▸ **Extract provided**:
Key Takeaways
- The 2020 Title IX Final Rule is the operative regulation as of mid-2026. The 2024 Title IX Final Rule was vacated nationwide on January 9, 2025.
- OCR compliance reviews and Title IX self-audits keep surfacing the same recurring deficiencies: Title IX Coordinator authority, training documentation, supportive measures, grievance procedures, athletics equity, and retaliation handling.
- 34 CFR 106.45(b)(1)(iii) requires four roles to be trained: Title IX Coordinators, investigators, decision-makers, and informal resolution facilitators.
- Training materials must be publicly available on the institution’s website and retained for seven years under 34 CFR 106.45(b)(10)(i)(D).
- The LMS holds the per-role, per-cycle training documentation that an OCR compliance review asks for first.
Why Title IX Audits Keep Producing the Same Findings
OCR compliance reviews and Title IX self-audits at U.S. colleges and universities keep surfacing the same handful of problems. The Office for Civil Rights opens a review and asks for the training records. It asks who the Title IX Coordinator is and what authority that person holds. It asks how supportive measures are tracked. It asks for the grievance procedure the institution follows in practice. It asks about athletics. These questions repeat at every review. Year after year, the findings line up in the same six places.
The statute behind all of this is plain. Title IX of the Education Amendments of 1972, codified at 20 U.S.C. §1681(a), establishes that no person in the United States shall, on the basis of sex, be excluded from participation in, be denied the benefits of, or be subjected to discrimination under any education program or activity receiving federal financial assistance. The patterns OCR keeps catching are not about whether institutions accept the statute. They are about whether the institution can prove its compliance program operates the way the institution says it does.
This article walks through the recurring findings, names why they persist, and lays out the operational layer, anchored in the LMS, that turns a Title IX training and compliance program from policy on paper into evidence on demand.
The 2026 Regulatory Picture: The 2020 Final Rule Is Operative
As of mid-2026, the 2020 Title IX Final Rule, codified at 34 CFR Part 106, is the operative regulation governing Title IX compliance for postsecondary institutions. The 2024 Title IX Final Rule, which was published in the Federal Register on April 29, 2024, and scheduled to take effect August 1, 2024, was vacated nationwide on January 9, 2025, by the U.S. District Court for the Eastern District of Kentucky in State of Tennessee v. Cardona. The court held that the 2024 rule was contrary to law, violated the U.S. Constitution, and was arbitrary and capricious. The vacatur applies nationwide.
The Department of Education issued a Dear Colleague Letter on February 4, 2025, confirming that all open matters and any newly reported matters must use 2020-compliant policies and procedures. The Department has continued to enforce Title IX under the 2020 framework throughout 2025 and into 2026.
The Title IX rulemaking timeline at a glance:
- May 6, 2020: The U.S. Department of Education issues the 2020 Title IX Final Rule.
- August 14, 2020: The 2020 Final Rule takes effect.
- April 29, 2024: The Department of Education publishes the 2024 Title IX Final Rule in the Federal Register.

▸ **Directions**:
- a) Retype the stretch of the Title IX compliance article from "Key Takeaways" through "January 9, 2025.", keeping every word and punctuation mark as it appears.
- b) Continue the Title IX compliance article from the point where it stops.

▸ **Material provided**:
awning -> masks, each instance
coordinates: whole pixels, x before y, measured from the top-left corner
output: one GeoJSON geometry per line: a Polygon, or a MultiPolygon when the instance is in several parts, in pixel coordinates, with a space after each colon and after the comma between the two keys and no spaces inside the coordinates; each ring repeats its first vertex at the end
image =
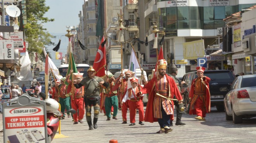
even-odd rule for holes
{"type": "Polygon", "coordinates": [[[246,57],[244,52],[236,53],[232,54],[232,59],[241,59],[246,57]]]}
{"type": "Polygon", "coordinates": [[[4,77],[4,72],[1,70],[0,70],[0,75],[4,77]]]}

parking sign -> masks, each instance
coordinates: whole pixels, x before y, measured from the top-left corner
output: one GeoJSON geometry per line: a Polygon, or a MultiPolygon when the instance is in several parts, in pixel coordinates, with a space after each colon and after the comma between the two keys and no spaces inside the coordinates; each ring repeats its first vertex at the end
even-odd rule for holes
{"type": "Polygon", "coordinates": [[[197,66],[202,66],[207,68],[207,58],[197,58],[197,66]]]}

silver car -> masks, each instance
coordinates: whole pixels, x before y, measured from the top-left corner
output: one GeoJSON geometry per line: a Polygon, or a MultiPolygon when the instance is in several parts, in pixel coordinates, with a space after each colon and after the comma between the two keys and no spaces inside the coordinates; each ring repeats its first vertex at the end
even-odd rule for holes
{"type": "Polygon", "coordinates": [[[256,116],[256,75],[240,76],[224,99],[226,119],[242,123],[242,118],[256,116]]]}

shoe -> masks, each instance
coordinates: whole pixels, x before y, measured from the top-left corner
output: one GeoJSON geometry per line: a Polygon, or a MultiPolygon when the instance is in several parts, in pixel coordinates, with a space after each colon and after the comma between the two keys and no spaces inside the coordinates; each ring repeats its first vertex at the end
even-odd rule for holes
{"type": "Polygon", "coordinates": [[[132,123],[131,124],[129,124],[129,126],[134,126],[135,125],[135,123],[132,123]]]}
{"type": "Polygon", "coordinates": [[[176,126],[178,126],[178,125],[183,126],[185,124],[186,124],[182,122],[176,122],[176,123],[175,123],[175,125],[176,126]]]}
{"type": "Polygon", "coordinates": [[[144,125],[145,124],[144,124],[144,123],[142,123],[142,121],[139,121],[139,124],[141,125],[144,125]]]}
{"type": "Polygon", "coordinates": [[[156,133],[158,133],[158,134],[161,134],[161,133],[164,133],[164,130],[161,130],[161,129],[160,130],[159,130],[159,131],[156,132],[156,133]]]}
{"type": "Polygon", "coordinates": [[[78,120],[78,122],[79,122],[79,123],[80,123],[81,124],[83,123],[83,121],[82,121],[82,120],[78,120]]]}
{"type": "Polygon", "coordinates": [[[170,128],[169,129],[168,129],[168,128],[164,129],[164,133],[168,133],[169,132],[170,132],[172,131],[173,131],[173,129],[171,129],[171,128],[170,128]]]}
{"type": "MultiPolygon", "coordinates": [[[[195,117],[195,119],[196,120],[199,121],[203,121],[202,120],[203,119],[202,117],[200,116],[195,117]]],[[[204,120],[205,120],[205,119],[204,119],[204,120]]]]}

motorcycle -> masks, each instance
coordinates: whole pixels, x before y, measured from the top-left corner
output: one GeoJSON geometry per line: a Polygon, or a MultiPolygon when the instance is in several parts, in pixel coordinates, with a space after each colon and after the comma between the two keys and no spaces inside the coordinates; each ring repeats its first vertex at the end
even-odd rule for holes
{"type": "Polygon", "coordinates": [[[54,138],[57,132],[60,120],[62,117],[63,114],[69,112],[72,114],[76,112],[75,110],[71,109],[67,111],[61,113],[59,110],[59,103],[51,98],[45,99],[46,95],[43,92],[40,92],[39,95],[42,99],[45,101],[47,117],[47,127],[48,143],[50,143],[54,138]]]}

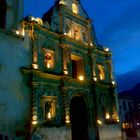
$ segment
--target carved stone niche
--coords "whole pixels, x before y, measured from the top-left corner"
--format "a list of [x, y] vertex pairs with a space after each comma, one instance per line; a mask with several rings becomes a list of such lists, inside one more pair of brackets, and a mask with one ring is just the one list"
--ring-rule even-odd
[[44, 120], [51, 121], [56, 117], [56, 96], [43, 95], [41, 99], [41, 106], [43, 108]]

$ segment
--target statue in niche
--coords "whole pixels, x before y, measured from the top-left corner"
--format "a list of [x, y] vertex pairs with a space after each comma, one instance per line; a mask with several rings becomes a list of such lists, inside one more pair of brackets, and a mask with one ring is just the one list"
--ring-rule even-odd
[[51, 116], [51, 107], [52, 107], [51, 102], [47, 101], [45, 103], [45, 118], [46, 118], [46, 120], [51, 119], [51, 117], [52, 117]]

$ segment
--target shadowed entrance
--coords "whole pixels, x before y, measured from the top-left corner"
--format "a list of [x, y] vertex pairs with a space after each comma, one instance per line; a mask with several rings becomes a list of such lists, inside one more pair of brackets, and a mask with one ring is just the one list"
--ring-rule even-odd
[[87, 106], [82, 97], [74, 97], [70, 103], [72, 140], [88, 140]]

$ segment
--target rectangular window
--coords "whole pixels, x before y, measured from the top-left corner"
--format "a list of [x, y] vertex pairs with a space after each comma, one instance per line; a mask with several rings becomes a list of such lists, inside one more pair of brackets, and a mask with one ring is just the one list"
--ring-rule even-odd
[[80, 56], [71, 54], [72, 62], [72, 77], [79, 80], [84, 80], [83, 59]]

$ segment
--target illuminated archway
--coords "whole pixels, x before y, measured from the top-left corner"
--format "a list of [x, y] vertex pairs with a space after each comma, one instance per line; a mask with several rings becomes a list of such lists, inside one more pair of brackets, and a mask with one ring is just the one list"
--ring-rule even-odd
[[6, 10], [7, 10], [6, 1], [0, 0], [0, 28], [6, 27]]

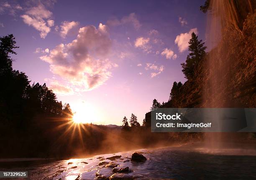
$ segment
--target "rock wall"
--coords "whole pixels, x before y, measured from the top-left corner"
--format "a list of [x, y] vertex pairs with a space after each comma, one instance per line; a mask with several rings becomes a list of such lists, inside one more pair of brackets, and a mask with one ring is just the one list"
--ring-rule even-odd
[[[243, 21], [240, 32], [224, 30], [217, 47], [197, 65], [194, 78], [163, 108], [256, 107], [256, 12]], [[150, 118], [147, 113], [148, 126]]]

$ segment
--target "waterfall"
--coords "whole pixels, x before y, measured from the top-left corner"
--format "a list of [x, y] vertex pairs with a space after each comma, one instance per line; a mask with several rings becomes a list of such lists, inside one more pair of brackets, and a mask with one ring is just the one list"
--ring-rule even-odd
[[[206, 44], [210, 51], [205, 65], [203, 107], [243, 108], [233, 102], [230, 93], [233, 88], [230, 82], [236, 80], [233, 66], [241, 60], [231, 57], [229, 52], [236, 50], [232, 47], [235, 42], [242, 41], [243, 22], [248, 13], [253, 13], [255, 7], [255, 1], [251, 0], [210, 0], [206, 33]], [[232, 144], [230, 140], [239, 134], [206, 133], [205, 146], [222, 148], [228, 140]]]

▸ **Answers to the problems**:
- a)
Key Takeaways
- The 2020 Title IX Final Rule is the operative regulation as of mid-2026. The 2024 Title IX Final Rule was vacated nationwide on January 9, 2025.

- b)
- August 1, 2024: The 2024 Final Rule was scheduled to take effect on this date.
- January 9, 2025: The U.S. District Court for the Eastern District of Kentucky vacates the 2024 Final Rule nationwide in State of Tennessee v. Cardona.
- February 4, 2025: The Department of Education issues a Dear Colleague Letter directing institutions to apply 2020-compliant policies and procedures to all open and new matters.
- Mid-2026: The 2020 Title IX Final Rule at 34 CFR Part 106 remains the operative regulation.
What this means for a Title IX Coordinator in 2026: any policy updates made in anticipation of the 2024 rule should be reviewed and, where applicable, rolled back to align with the 2020 framework. Live hearings with cross-examination remain mandatory at postsecondary institutions under 34 CFR 106.45(b)(6)(i). The actual knowledge standard, which determines when an institution’s obligation to respond is triggered, remains in effect under the 2020 rule. The 2020 rule’s definition of sexual harassment, rather than the broader 2024-rule definition of sex-based harassment, is the operative standard. Training content that was developed in anticipation of the 2024 rule needs to be reviewed and updated against the 2020 rule’s requirements.
The audit findings discussed in the next section apply across all of this regulatory motion. They held under the 2020 rule, they would have held under the 2024 rule, and they hold today.
This article focuses on postsecondary institutions. K-12 schools operate under the same Part 106 framework but with different procedural requirements, particularly around live hearings.
The Top Six Recurring OCR Findings
OCR’s published resolution agreements and compliance review findings cluster around six recurring deficiencies. Each maps to a specific provision of 34 CFR Part 106.
- Title IX Coordinator designation and authority under 34 CFR 106.8(a). The regulation requires each recipient to designate and authorize at least one employee, referred to as the Title IX Coordinator, to coordinate the recipient’s efforts to comply with its responsibilities under Title IX. The recurring finding: the coordinator role is unclear, the contact information (name or title, office address, email, and telephone number) is not posted publicly, the coordinator does not have the authority or resources to do the job, or the role is collateral to a primary job that takes most of the person’s time.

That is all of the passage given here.